Items listed in the dataset
━━━━━━

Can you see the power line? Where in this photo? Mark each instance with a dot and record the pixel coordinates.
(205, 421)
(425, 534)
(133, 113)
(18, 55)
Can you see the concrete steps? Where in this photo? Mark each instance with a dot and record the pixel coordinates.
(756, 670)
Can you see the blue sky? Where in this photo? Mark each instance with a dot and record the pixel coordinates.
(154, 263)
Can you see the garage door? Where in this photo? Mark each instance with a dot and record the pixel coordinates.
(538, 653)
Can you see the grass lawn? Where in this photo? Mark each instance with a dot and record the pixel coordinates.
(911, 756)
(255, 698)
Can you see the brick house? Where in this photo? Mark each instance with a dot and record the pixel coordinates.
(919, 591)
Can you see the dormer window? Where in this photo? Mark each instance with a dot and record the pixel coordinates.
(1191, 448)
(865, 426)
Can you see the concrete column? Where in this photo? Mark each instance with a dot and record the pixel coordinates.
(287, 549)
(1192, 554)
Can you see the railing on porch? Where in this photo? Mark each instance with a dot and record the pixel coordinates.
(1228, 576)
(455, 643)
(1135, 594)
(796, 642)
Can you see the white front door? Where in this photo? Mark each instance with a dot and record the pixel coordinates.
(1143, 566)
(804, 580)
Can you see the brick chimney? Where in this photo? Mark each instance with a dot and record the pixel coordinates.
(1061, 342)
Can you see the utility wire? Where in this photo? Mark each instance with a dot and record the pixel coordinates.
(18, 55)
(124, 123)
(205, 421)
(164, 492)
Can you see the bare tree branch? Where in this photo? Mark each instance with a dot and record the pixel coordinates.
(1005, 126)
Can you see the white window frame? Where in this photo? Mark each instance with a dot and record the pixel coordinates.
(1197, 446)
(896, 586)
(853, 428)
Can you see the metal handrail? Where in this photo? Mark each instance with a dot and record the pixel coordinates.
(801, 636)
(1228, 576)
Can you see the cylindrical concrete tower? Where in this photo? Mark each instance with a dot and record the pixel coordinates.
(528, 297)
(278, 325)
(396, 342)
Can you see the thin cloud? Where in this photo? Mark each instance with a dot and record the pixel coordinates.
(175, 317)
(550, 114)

━━━━━━

Exercise requirements
Reproduce the entire listing above, swapping every occurrence of "pixel coordinates" for "image coordinates" and keeping all other text unchanged.

Worked answer
Can you see the power line? Where in this photo? Mark each instance with a dot and record the image coordinates.
(205, 421)
(425, 534)
(133, 113)
(18, 55)
Can you see the concrete steps? Where in this photo? Mark each instance with a dot and record the image coordinates.
(756, 670)
Can you see the blue sky? Where in this photo? Mark each instance with a dot and record the image coordinates.
(154, 263)
Can you see the garage door? Where in this photo? Mark each instance with a dot and record the image coordinates.
(538, 653)
Can you see the grass lawn? Where in this photo? Mark each instance with a dot and record the image coordinates.
(911, 756)
(255, 698)
Can you see the brick house? Where in this photo? Mark each instance with a dot and record the image coordinates.
(919, 591)
Can you see the dormer window? Where in this photo? Mark each instance with a dot and record the image coordinates.
(1191, 448)
(865, 426)
Can you see the concrete column? Where in this photo? Mark each instance with a dot and record the image coordinates.
(287, 549)
(1192, 554)
Can you see the railing on porch? Where in this photo? Mark each instance with a dot and record the image coordinates.
(1228, 576)
(455, 643)
(1135, 594)
(796, 642)
Can you see the white front door? Where in this photo? Mark each instance with a dot and record the image coordinates.
(1143, 566)
(804, 580)
Can you see the brick chimney? Where in this photo? Mark each instance with a dot and record the image coordinates.
(1061, 342)
Can you see the utility wire? Where in this photo? Mark each instance with a dot and record the image coordinates.
(18, 55)
(124, 123)
(205, 421)
(164, 492)
Can you see the bare tree branch? Where in this photo? Mark each instance with a dot and record the image coordinates.
(1005, 126)
Can you see the white window frame? Where in this photo? Mark each instance with a dot and record the image coordinates.
(1197, 446)
(896, 586)
(853, 428)
Can you see the metal handrail? Where in this photo? Mark each instance with a dot and record the image coordinates.
(801, 636)
(1228, 576)
Can you see the cylindrical concrete tower? Where in this photo? Mark each instance with a dot and record the image coordinates.
(528, 297)
(278, 325)
(396, 342)
Can you see the thin cloud? Where in this photo? Mark each instance with a dot and record the image coordinates.
(175, 317)
(550, 114)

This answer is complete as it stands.